─── Supplied entries ───
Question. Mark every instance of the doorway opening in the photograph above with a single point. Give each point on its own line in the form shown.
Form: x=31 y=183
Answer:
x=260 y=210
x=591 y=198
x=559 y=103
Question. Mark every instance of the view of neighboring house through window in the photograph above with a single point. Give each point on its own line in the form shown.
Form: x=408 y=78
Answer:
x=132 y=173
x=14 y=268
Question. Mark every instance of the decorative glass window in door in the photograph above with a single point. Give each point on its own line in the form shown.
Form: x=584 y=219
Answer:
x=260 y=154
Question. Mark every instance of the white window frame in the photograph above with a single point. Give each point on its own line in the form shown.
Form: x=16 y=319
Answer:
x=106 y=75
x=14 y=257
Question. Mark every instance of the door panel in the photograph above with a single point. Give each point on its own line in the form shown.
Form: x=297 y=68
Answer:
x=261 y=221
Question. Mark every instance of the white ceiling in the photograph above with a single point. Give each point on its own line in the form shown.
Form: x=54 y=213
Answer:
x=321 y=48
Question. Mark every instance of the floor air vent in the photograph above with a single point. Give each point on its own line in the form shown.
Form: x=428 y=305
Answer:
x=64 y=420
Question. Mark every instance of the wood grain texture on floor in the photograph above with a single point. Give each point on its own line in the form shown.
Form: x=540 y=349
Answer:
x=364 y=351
───
─── Supplied entries ───
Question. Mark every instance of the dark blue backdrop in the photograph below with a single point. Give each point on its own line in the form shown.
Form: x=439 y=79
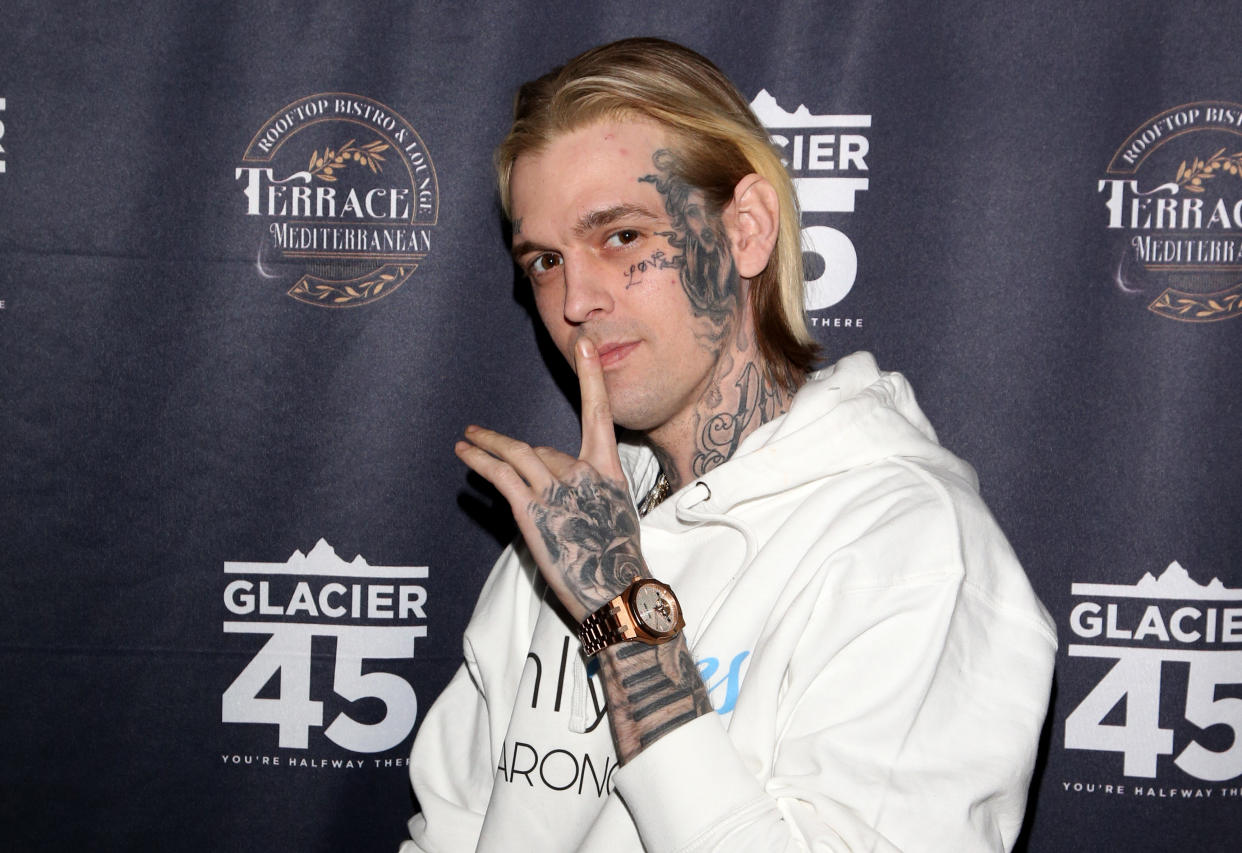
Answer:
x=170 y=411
───
Copy out, line for line and without changes, the part of the records above that opens with the line containing "Question. Mark every instance of the doorway" and closes with the line containing "x=559 y=103", including both of those lines.

Question. Mark every instance of the doorway opening in the photograph above with a single point. Give each point on its own line in the form shown.
Form: x=31 y=183
Answer:
x=260 y=210
x=591 y=198
x=559 y=103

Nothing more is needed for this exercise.